> _Task brief_
Output every row from the one containing "I'd be grateful if you could outline the concrete" down to the one containing "left=122, top=487, right=692, bottom=533", with both of those rows included. Reproduce each row character for character.

(Data items)
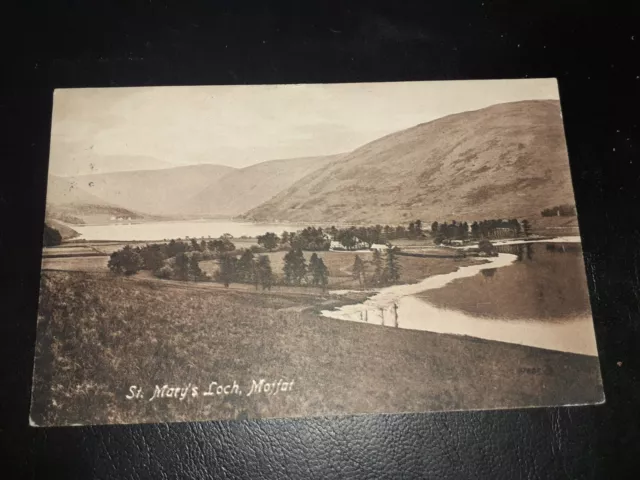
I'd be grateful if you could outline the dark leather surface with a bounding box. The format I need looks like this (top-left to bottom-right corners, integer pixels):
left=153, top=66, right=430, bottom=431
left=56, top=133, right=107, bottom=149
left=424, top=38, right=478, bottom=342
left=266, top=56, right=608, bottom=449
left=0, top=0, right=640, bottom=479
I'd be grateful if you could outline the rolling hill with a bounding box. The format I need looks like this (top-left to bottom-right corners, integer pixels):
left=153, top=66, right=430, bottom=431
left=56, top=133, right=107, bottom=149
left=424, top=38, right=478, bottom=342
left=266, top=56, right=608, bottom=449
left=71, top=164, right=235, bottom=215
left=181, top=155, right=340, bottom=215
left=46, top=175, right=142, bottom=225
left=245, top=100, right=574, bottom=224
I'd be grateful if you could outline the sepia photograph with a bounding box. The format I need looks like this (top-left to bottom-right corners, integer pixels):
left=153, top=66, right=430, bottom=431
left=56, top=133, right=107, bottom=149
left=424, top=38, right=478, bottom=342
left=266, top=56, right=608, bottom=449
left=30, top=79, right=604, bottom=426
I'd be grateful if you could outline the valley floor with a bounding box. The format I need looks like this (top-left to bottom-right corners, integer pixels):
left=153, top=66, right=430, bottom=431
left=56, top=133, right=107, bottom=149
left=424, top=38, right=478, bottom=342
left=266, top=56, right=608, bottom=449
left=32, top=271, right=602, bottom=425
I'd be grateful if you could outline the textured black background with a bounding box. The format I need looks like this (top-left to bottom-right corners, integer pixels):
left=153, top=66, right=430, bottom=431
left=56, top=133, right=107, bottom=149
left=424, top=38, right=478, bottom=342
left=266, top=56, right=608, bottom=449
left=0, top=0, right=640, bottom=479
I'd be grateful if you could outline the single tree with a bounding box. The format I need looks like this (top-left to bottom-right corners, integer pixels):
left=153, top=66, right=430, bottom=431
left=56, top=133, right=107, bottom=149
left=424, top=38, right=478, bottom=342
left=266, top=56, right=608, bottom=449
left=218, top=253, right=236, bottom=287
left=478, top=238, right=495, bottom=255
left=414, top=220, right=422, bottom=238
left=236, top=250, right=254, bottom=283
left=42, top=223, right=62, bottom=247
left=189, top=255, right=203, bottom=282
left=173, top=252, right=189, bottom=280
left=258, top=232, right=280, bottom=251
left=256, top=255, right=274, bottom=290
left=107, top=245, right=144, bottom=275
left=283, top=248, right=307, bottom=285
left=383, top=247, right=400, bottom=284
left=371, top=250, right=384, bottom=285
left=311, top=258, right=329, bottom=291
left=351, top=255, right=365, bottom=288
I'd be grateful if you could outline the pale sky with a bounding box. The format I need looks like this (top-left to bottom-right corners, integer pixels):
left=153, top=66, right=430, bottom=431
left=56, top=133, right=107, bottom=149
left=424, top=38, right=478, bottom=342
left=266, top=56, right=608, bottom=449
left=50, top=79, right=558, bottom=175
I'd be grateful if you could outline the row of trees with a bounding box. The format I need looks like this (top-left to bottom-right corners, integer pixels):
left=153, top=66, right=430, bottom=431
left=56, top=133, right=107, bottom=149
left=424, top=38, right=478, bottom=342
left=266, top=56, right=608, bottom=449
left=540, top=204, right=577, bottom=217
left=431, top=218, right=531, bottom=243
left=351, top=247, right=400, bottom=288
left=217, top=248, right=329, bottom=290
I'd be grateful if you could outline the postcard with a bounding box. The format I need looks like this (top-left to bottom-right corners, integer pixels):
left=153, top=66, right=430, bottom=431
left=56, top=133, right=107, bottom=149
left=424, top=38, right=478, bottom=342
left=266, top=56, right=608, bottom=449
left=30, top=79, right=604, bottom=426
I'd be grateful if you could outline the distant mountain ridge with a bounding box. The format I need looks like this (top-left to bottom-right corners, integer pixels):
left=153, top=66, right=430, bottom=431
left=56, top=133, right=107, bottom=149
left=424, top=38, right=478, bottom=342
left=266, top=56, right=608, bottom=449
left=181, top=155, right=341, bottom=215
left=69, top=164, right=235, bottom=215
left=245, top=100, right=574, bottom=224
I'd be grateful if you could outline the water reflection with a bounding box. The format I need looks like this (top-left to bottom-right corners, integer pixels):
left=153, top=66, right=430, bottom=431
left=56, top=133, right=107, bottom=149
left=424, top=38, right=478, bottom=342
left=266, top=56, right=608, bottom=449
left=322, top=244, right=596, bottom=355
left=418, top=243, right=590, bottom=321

--

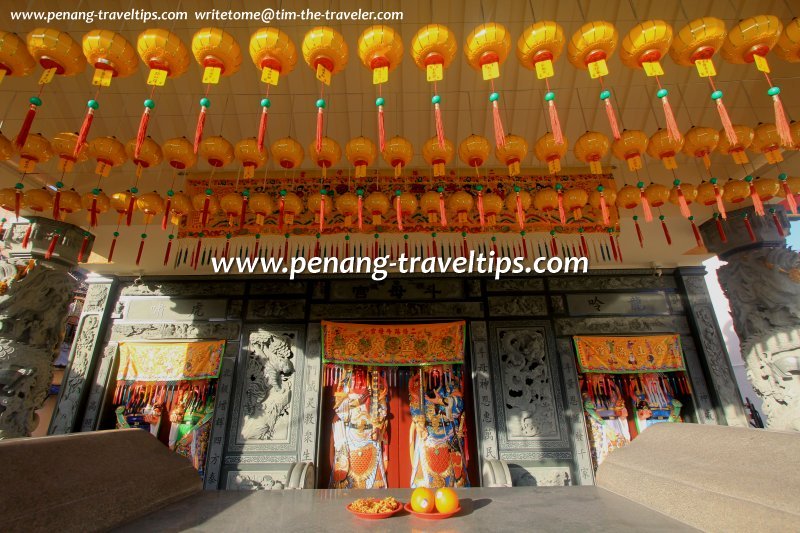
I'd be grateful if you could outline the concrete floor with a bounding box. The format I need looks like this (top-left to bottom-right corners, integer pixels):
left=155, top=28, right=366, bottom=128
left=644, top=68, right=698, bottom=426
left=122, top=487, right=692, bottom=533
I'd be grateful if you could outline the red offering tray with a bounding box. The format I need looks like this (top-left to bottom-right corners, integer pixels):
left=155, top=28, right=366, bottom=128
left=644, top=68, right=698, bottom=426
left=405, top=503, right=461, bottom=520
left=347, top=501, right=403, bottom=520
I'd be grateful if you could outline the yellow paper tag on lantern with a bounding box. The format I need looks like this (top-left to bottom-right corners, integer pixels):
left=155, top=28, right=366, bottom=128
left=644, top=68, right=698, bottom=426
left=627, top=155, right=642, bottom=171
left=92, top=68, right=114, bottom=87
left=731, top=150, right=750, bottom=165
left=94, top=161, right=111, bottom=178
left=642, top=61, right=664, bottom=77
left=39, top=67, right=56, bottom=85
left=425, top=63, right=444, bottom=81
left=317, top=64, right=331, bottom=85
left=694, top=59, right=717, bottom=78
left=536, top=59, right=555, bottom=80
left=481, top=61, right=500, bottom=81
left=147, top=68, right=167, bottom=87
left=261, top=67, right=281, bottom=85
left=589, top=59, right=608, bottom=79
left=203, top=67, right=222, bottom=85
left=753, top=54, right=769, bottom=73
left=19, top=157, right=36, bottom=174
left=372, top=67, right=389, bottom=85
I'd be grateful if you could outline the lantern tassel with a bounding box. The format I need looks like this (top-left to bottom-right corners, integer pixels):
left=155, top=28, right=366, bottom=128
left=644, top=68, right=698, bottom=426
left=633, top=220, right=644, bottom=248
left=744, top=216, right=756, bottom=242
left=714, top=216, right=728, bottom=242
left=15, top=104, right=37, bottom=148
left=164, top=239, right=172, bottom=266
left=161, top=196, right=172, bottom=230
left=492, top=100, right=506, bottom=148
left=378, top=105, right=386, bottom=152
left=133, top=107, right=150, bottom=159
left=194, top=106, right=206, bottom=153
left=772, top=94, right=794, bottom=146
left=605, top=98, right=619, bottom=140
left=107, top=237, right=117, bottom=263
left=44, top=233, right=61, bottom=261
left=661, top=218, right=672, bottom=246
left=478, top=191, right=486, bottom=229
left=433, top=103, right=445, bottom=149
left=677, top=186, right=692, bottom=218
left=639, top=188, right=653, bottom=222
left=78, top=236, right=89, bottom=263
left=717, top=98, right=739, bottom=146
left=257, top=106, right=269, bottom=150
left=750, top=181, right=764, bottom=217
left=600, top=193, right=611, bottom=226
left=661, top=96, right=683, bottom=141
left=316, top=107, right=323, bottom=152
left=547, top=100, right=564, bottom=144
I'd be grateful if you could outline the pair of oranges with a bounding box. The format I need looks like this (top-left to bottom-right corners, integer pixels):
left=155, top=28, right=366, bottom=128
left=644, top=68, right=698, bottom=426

> _Full solution_
I'd be grateful if you could outline the concrete floor with a bounding box. The format I need looks like this (top-left to bottom-right corners, integer pixels):
left=155, top=28, right=366, bottom=128
left=644, top=68, right=698, bottom=426
left=122, top=487, right=692, bottom=533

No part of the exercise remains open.